[Stored items]
____________________

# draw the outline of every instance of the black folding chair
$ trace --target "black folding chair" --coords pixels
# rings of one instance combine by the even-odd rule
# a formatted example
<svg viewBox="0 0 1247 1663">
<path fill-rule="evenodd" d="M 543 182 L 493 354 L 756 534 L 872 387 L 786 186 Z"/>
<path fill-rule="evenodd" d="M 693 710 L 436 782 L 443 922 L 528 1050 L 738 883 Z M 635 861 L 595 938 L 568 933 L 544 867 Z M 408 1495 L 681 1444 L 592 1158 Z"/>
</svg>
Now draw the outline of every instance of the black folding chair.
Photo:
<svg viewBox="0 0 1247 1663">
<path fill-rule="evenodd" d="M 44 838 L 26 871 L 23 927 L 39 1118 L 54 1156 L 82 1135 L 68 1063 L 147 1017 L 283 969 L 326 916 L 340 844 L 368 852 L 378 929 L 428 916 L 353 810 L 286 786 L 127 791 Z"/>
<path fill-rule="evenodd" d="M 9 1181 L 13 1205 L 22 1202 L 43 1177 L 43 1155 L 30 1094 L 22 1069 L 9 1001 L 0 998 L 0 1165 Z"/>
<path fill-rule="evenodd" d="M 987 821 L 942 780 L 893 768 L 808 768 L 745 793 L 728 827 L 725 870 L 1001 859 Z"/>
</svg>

____________________

### EXERCISE AIM
Search the entries for the string "black". Copy every line that has it.

### PROBLEM SOLUTION
# draw the outline of every instance of the black folding chair
$ trace --target "black folding chair" --coords pixels
Now draw the outline of every instance of the black folding chair.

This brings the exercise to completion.